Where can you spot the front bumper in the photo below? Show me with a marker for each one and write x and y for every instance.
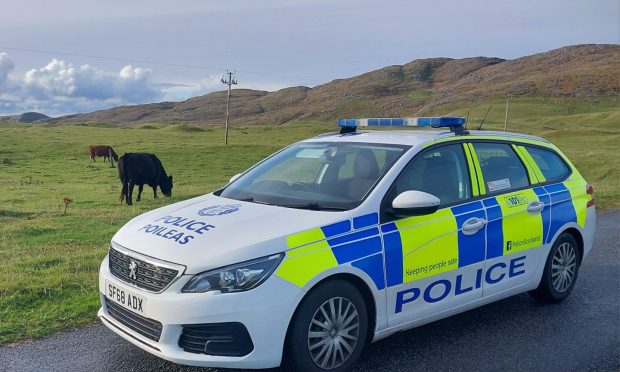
(264, 311)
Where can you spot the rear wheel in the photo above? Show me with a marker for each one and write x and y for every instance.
(561, 270)
(329, 329)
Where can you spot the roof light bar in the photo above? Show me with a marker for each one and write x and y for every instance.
(435, 122)
(455, 123)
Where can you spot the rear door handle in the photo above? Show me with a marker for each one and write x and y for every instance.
(535, 207)
(473, 225)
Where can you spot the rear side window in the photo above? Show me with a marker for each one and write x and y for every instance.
(501, 168)
(550, 163)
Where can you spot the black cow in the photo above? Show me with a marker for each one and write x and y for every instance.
(139, 169)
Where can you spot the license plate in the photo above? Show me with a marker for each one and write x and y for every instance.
(125, 298)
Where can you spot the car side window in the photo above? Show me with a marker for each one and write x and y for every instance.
(501, 168)
(441, 172)
(549, 163)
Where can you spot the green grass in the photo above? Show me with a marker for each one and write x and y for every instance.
(49, 260)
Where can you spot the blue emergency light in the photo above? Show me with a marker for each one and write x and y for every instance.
(455, 123)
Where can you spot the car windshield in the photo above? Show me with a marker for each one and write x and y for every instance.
(317, 176)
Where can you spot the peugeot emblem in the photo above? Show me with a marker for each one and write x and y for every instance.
(132, 269)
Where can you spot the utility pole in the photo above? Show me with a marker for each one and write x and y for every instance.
(228, 81)
(506, 117)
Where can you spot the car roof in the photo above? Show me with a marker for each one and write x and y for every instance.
(414, 137)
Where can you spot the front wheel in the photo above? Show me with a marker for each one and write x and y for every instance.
(561, 270)
(329, 329)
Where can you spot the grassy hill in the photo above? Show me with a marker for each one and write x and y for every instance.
(413, 89)
(49, 259)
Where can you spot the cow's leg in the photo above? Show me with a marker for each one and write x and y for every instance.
(130, 192)
(124, 192)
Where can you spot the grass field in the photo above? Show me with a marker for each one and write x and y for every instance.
(49, 259)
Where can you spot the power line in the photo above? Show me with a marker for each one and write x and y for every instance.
(230, 81)
(150, 62)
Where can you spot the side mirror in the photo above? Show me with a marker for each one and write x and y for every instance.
(233, 178)
(415, 202)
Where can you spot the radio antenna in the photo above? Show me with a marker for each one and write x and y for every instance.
(484, 118)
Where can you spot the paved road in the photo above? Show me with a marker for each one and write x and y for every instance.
(516, 334)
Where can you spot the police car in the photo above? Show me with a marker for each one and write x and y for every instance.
(344, 239)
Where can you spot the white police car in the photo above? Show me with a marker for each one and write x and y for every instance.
(344, 239)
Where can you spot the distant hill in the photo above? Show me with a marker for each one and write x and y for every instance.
(399, 90)
(32, 117)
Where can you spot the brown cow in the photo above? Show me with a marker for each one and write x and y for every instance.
(102, 150)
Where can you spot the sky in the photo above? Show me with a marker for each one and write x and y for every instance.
(69, 56)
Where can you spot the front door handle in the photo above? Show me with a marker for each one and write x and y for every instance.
(535, 207)
(473, 225)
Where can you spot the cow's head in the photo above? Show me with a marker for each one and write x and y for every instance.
(166, 186)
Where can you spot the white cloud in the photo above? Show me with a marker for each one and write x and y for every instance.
(60, 87)
(6, 65)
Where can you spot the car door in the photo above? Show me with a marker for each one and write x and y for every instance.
(433, 261)
(514, 210)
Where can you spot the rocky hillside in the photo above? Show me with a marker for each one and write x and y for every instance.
(410, 89)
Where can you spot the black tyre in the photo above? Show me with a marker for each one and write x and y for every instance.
(561, 269)
(329, 329)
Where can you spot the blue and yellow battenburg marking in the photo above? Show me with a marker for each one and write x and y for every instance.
(422, 246)
(356, 242)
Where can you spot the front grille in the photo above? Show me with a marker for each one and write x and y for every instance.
(148, 328)
(147, 275)
(222, 339)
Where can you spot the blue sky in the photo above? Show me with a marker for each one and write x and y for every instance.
(48, 49)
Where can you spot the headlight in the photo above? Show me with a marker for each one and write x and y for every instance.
(235, 278)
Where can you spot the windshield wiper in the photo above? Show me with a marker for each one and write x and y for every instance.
(251, 199)
(313, 206)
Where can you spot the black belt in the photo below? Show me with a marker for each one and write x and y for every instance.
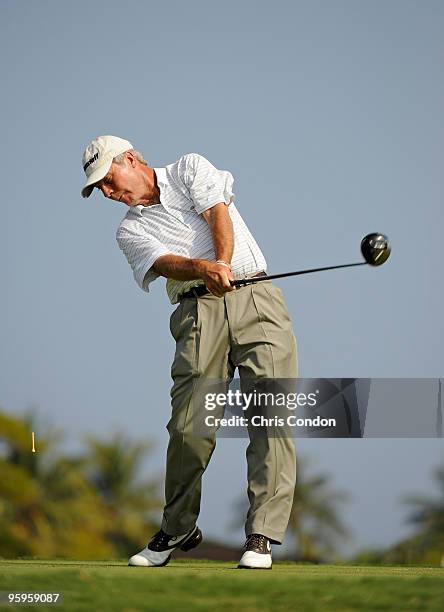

• **EXERCISE**
Rewrite every one of the records above, replacing "marker" with "dot" and leaving everything else unchanged. Omit the pictures from your answer.

• **REPLY TO THE EXERCISE**
Where can you spot the front bumper in the photo below? Show me with a dot for each one and write x and y for every instance.
(264, 311)
Where can you spot the rear wheel in the photo above? Show me with a dot for each one and write x and y for every instance.
(561, 270)
(329, 329)
Where can you spot the roof light bar in the photo above? Show me with a dot for each one and write x and y for every instance.
(435, 122)
(455, 123)
Where can you spot the rear door handle in the photo above? Show me with a dot for each one and write x and y for every instance.
(535, 207)
(473, 225)
Where can you spot the rear side window in the photo above? Show me with a dot for each one and write x and y for every instance.
(501, 168)
(550, 163)
Where can you spot the black cow in the photo above? Show me with a dot for each one and write x and y for every instance.
(139, 169)
Where can you spot the license plate in the photo above? Show me with a dot for each one and write x and y for every instance.
(125, 298)
Where can you spot the car side window in the photo above? Show me with a dot for each one and write x and y for every instance.
(501, 168)
(441, 172)
(549, 163)
Where can you spot the green grass in the photo above? Show me with a dot for each one and write x and y for every instance.
(49, 260)
Where can you spot the blue emergency light in the photo above? Show me with a dot for each one and write x and y for every instance.
(455, 123)
Where can you spot the car windshield in the photo above? Show me with a dot for each one and write x and y for every instance.
(317, 176)
Where can you spot the peugeot emblem in the photo above? Show me with a dot for each one and write x and y for every instance.
(132, 269)
Where can you spot the utility pole in the photo above? Show me with a dot for each one and write x and y for every instance.
(228, 81)
(506, 117)
Where can you spot the car roof in the photo above? Show me with a dot for each one and write x and y for every instance.
(414, 137)
Where can you spot the front wheel in the photo above? Show me with a dot for each one and write x and y for every instance.
(561, 270)
(329, 329)
Where can you spot the grassy hill in the photo above? Show me with a dot for each one and write x and y for every instance.
(413, 89)
(49, 259)
Where can you spot the cow's leg in the photo above? Show me with a dot for each one and write x and y for every instance.
(130, 192)
(124, 192)
Where can you spot the grass field in the photo above? Show me with a dot for each one and write x and y for every instance.
(49, 259)
Where can you spot the power line in the photo above? Show me with a dot for each one and write x and y for every instance.
(230, 81)
(150, 62)
Where can you spot the side mirror in the photo above? Show me with a dot for each one and write x and y for every instance.
(233, 178)
(415, 202)
Where can you spot the radio antenna in the photo above? Show me with a dot for each one and write x and y for every instance.
(484, 118)
Where can you spot the paved road in the photo above? Show me with a dot for each one and write x and y for every instance.
(516, 334)
Where can you spot the police car in the photo above? Show me with a dot for each one and write x and y for every instance.
(344, 239)
Where can you spot the white police car in the photo above? Show me with a dot for each one and write x and y for every instance.
(344, 239)
Where can you spot the distant hill in the photo above? Show me with a dot for each one and write x and y for every instance.
(399, 90)
(32, 117)
Where can you spot the brown cow in the photo above? Show me with a dot for each one and write x and y for every instance.
(102, 150)
Where can you spot the sky in the photo above? Show me with a dot for each one and write x and y for every instance.
(69, 56)
Where can you spot the front door handle in the photo above? Show me with a dot for each one and write x and y for every instance.
(535, 207)
(473, 225)
Where can you spot the cow's head in the photo above? Show me with a dot for each one and write x and y for every instance.
(166, 186)
Where can you spot the white cloud in the photo above? Show me with a dot for each one and write x and y for every instance.
(60, 87)
(6, 65)
Where can you spot the car door in the photo above? Show me with a dot for each one and write x and y for every instance.
(433, 261)
(514, 210)
Where can you spot the rocky hillside in the photo above? Show me with a dot for each one and write x and y for every instance.
(410, 89)
Where can you spot the black tyre in the photo above? Show me with a dot for each one and write x and y for every instance.
(561, 269)
(329, 329)
Where can you spot the blue and yellow battenburg marking in the photo above? Show me with a dot for each one and write x and y for every instance.
(422, 246)
(356, 242)
Where can you spot the front grille in the photo above? Show me with a dot for each one and write x and y for every instance.
(148, 328)
(147, 275)
(222, 339)
Where can you spot the blue sky in the photo above? Show me with a dot for each one and write x and y for every instance.
(48, 49)
Where can you spot the headlight in the photo above? Show me with a dot for each one and write x and y for every instance.
(235, 278)
Where can you spot the windshield wiper in the photo above? Show me with a dot for each one and write x and y for every instance.
(251, 199)
(313, 206)
Where can you spot the black belt in the photo below? Show me with a dot for each one and write x and y for every instance.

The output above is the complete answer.